__Rows__
___
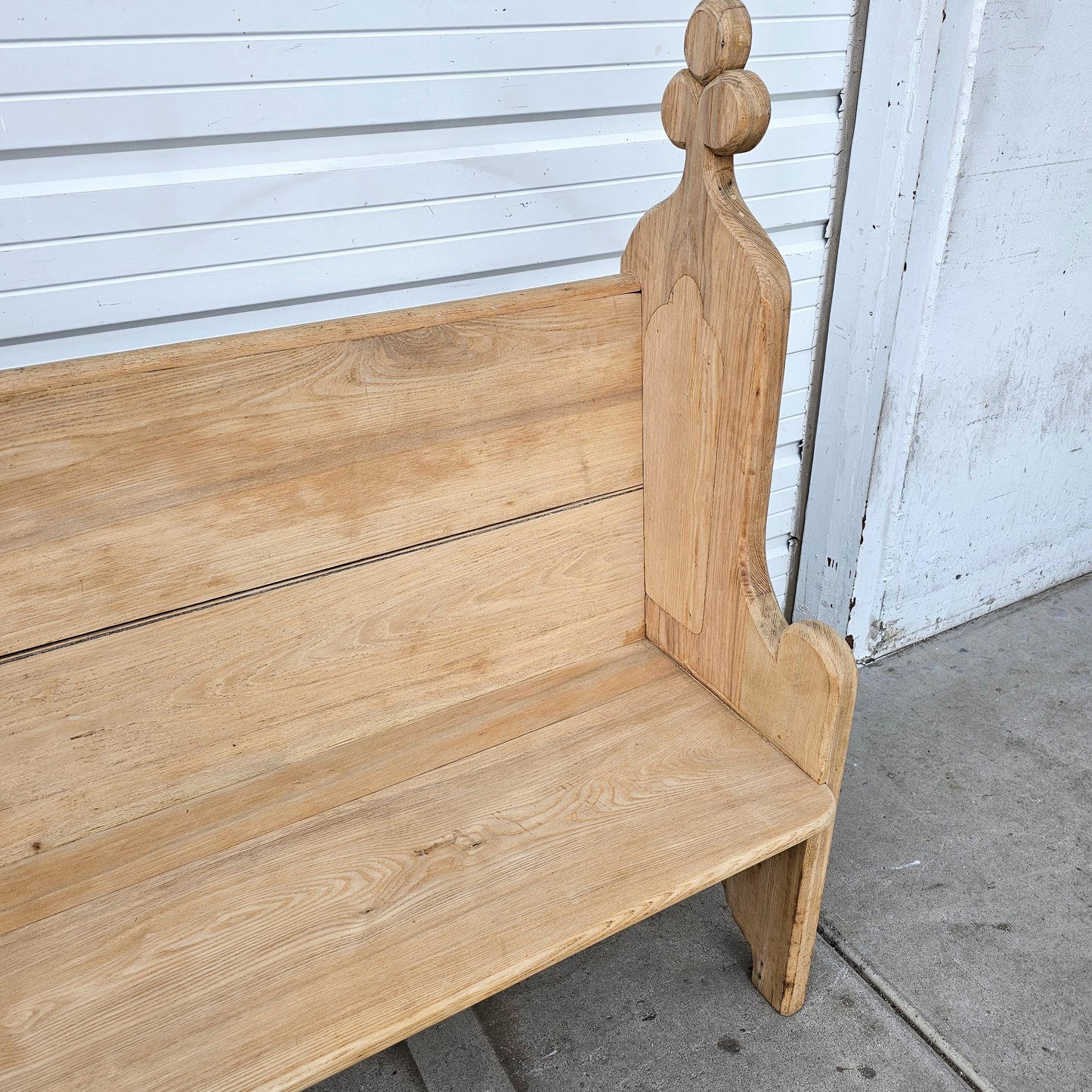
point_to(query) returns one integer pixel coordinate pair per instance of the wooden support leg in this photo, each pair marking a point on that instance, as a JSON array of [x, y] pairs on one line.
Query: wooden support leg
[[775, 905]]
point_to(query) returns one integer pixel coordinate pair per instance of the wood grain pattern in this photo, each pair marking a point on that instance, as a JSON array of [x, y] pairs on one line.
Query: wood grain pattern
[[352, 930], [149, 481], [794, 684], [682, 400], [48, 883], [789, 682], [106, 731]]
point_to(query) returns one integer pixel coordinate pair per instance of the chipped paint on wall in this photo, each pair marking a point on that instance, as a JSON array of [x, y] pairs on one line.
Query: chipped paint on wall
[[983, 470]]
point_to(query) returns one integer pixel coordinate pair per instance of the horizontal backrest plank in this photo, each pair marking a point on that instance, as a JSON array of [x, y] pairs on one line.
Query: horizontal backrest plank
[[118, 726], [150, 481]]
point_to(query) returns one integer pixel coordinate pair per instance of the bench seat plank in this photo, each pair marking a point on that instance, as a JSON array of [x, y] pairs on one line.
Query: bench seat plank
[[283, 959]]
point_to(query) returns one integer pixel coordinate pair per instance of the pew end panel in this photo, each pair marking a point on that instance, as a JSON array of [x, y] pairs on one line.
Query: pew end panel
[[354, 672], [716, 304]]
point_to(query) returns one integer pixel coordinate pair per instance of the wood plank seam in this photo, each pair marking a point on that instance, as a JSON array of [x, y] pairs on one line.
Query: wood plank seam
[[304, 578]]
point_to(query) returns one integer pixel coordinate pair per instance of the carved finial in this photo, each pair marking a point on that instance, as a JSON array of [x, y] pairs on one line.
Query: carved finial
[[713, 101]]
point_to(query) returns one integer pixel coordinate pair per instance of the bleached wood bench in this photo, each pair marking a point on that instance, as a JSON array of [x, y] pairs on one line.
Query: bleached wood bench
[[355, 672]]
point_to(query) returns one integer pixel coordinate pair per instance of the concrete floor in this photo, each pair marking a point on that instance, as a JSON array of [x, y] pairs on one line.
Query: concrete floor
[[956, 947]]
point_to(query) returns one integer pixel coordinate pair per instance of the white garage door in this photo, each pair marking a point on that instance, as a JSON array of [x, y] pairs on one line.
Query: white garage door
[[184, 171]]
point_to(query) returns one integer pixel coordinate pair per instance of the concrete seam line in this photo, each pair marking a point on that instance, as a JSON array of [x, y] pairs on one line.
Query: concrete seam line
[[910, 1015]]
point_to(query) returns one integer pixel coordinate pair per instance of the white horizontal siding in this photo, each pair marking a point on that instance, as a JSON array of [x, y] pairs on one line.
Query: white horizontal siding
[[177, 172]]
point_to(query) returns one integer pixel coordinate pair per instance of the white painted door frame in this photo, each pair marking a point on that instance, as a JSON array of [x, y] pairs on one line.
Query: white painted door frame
[[917, 74]]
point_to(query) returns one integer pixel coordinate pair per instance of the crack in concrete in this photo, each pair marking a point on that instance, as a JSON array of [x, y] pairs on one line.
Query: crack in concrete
[[908, 1013]]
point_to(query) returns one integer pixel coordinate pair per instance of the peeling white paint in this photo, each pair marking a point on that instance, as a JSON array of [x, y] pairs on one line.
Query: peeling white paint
[[979, 483]]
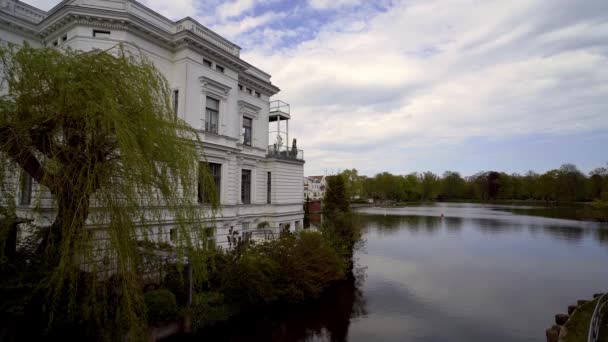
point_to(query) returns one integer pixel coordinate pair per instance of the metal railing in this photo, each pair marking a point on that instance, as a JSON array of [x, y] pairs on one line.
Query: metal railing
[[286, 152], [279, 106], [596, 319]]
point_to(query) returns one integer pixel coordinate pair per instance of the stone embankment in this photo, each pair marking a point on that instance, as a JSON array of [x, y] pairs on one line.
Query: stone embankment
[[574, 325]]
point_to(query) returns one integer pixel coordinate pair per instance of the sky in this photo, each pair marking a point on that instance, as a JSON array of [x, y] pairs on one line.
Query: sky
[[404, 86]]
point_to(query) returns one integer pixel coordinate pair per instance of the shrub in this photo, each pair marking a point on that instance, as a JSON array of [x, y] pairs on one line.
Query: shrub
[[307, 265], [160, 306], [209, 308], [249, 279], [177, 282]]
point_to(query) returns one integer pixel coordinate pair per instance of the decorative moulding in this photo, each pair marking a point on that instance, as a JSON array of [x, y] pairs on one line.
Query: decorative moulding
[[246, 108], [215, 87]]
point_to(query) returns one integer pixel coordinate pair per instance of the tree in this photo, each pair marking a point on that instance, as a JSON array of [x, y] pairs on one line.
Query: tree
[[336, 197], [452, 185], [430, 185], [353, 183], [96, 130]]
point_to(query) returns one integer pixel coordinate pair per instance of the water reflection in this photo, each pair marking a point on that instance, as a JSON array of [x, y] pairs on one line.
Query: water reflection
[[476, 274], [391, 222], [328, 319]]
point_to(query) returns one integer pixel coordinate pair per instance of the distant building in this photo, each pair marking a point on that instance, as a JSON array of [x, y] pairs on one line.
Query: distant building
[[314, 187], [245, 134]]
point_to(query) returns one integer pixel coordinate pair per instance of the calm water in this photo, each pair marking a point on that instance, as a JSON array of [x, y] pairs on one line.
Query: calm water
[[479, 274]]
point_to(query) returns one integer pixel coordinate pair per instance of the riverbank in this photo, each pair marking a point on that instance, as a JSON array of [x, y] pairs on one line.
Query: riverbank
[[580, 211]]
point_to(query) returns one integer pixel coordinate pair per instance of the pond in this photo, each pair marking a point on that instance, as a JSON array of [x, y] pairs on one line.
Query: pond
[[479, 273]]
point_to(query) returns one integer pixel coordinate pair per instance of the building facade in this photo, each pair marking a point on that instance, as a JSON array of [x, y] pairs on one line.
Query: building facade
[[314, 187], [245, 135]]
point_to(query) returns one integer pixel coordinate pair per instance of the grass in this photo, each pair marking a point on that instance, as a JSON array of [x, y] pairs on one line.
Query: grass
[[577, 327]]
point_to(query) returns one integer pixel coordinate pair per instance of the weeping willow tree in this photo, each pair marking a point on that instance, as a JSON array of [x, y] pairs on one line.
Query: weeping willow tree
[[97, 132]]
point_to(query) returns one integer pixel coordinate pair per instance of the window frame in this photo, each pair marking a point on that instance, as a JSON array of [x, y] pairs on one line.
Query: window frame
[[268, 187], [216, 173], [175, 101], [103, 33], [25, 189], [247, 138], [210, 113], [246, 183]]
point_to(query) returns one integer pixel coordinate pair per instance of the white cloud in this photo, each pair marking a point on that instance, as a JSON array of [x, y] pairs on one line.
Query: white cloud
[[231, 29], [234, 8], [440, 71], [174, 9], [325, 4]]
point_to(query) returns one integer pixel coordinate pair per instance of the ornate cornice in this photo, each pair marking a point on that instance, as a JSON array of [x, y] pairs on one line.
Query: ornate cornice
[[258, 84], [209, 85], [248, 108]]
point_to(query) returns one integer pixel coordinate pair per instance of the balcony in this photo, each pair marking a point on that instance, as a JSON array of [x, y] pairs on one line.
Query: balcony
[[285, 152]]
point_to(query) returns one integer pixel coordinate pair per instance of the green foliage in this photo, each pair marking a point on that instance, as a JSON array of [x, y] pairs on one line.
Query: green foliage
[[336, 198], [294, 268], [177, 282], [209, 308], [306, 264], [339, 227], [564, 185], [98, 128], [161, 306]]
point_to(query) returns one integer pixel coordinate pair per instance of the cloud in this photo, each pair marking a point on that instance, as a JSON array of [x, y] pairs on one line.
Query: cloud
[[326, 4], [396, 81], [234, 28], [441, 72], [234, 8]]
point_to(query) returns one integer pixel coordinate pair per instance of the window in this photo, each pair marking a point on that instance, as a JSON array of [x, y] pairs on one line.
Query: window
[[175, 101], [101, 33], [25, 189], [245, 186], [212, 115], [246, 131], [215, 171], [268, 187]]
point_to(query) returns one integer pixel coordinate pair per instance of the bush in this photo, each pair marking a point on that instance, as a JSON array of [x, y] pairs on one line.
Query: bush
[[177, 282], [307, 265], [209, 308], [160, 306], [249, 278], [292, 269]]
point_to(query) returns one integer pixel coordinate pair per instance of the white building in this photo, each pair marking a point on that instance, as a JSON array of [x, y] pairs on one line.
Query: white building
[[314, 187], [215, 91]]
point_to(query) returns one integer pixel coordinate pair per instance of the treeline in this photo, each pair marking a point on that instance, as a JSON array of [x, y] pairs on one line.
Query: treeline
[[565, 184]]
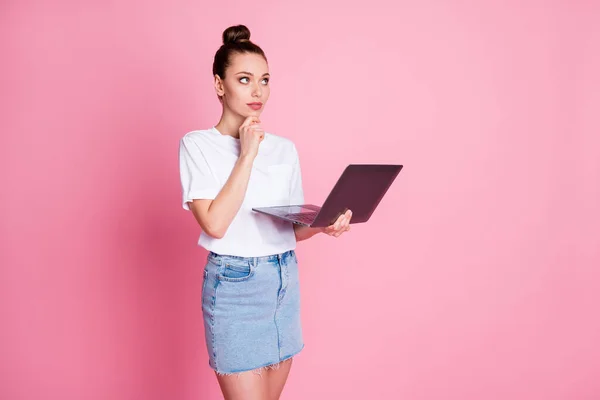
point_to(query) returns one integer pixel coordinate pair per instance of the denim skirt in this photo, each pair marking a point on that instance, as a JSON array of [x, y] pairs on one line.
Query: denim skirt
[[251, 311]]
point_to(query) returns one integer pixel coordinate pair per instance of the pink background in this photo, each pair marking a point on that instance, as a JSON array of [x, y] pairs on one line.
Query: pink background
[[477, 278]]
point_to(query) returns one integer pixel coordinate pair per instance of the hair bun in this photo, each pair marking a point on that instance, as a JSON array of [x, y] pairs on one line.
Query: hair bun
[[236, 34]]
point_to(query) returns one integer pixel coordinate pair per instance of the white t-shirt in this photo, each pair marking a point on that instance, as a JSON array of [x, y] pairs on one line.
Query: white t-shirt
[[206, 159]]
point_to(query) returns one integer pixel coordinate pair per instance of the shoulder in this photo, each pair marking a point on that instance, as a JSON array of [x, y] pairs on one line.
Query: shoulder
[[195, 136], [281, 142]]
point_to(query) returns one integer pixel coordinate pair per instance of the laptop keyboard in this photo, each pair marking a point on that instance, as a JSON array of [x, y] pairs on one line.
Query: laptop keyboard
[[306, 218]]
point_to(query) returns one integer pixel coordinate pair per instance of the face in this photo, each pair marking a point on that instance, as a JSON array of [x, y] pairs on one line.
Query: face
[[246, 82]]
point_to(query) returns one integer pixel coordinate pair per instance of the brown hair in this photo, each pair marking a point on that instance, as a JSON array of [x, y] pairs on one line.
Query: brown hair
[[236, 39]]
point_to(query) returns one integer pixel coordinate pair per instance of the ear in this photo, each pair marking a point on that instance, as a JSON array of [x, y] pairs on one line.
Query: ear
[[219, 87]]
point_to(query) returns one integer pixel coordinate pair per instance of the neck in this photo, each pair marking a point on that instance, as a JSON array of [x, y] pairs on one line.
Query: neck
[[230, 123]]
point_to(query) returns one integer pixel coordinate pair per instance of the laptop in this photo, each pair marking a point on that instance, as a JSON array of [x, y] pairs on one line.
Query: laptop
[[360, 188]]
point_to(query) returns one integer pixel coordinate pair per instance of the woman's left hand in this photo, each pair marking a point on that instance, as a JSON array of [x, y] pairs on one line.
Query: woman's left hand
[[340, 226]]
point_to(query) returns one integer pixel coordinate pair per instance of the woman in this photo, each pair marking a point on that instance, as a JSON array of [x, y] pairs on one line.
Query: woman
[[250, 295]]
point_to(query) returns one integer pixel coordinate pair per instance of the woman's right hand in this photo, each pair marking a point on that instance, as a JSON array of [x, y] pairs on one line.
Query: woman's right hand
[[251, 134]]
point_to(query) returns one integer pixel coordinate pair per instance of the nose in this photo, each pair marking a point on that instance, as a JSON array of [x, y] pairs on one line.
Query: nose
[[257, 90]]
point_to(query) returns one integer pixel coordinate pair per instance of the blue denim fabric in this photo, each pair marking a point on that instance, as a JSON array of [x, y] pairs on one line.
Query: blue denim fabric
[[251, 310]]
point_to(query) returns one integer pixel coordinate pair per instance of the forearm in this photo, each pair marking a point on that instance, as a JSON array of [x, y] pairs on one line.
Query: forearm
[[226, 205], [305, 232]]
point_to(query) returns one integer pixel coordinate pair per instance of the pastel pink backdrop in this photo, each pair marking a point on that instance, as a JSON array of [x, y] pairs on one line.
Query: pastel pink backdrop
[[477, 278]]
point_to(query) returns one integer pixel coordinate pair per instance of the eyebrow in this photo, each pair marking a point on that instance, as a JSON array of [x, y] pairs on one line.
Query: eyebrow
[[248, 73]]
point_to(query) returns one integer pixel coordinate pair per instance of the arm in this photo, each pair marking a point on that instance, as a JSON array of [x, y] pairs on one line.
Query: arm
[[215, 216], [305, 232], [214, 211]]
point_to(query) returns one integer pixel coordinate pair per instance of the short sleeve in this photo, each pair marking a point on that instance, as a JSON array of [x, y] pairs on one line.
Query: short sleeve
[[197, 180], [296, 191]]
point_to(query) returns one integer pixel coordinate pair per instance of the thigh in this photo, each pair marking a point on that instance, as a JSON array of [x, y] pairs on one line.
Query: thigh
[[249, 385], [276, 378]]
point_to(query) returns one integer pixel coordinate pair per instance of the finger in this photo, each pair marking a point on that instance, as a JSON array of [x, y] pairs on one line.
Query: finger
[[250, 120]]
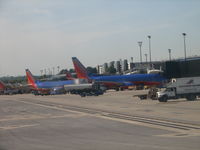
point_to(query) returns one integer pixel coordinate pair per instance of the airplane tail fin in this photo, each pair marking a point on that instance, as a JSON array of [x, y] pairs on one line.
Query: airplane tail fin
[[80, 69], [68, 75], [2, 85], [31, 80]]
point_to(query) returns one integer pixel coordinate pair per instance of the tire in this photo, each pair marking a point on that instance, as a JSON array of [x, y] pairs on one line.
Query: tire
[[191, 97]]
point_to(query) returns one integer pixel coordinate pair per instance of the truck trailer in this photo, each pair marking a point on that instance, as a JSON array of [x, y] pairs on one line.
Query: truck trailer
[[188, 88]]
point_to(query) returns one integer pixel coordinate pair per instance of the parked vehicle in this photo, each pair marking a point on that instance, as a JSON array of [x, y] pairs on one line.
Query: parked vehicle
[[188, 88]]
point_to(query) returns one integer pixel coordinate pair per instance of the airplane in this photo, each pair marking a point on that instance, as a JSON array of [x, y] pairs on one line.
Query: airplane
[[10, 89], [46, 87], [118, 81]]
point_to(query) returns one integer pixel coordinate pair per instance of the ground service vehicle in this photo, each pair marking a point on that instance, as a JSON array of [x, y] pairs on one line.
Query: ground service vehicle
[[188, 88], [85, 89]]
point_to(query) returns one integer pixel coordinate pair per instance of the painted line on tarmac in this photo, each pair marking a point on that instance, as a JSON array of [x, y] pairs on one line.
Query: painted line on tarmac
[[17, 126], [34, 117]]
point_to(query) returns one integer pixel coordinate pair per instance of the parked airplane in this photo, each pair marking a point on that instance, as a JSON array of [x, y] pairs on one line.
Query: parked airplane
[[116, 81], [10, 89], [46, 87]]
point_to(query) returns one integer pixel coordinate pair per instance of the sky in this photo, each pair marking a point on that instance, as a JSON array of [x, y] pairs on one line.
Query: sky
[[42, 34]]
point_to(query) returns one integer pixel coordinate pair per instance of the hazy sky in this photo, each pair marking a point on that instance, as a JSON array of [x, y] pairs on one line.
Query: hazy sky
[[38, 34]]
___
__Problem details__
Output a JSON list of strings covering the material above, one string per line, blank lines left out. Begin at the line that contains "of the shoulder" and stop after the line that contains "[[219, 87]]".

__Response below__
[
  "point_to(query) returns one integer pixel coordinate pair per instance of the shoulder in this photo, each pair marking a point on that instance, as a JSON array of [x, y] pairs on one line.",
  "Query: shoulder",
  "[[195, 136], [281, 142]]",
  "point_to(query) returns one integer pixel coordinate pair per instance of the laptop keyboard in this photo, each pair marking a point on that instance, as a JSON array of [x, y] pairs on one line.",
  "Query: laptop keyboard",
  "[[306, 218]]",
  "point_to(query) returns one integer pixel coordinate pair per instance of the face in this photo, each pair marking a point on that instance, as a JSON array of [x, y] pairs on one line.",
  "Query: face",
  "[[246, 82]]",
  "point_to(query) returns one integer pixel coordinate pair per instance of the brown hair in this photo, each pair marking a point on that instance, as a JSON array of [x, y] pairs on one line.",
  "Query: brown hair",
  "[[236, 39]]",
  "point_to(query) returns one integer pixel coordinate pair per instance of the ear in this photo, each pair marking a point on that instance, as a JSON array of [x, y] pairs on one line.",
  "Query: ear",
  "[[219, 87]]"
]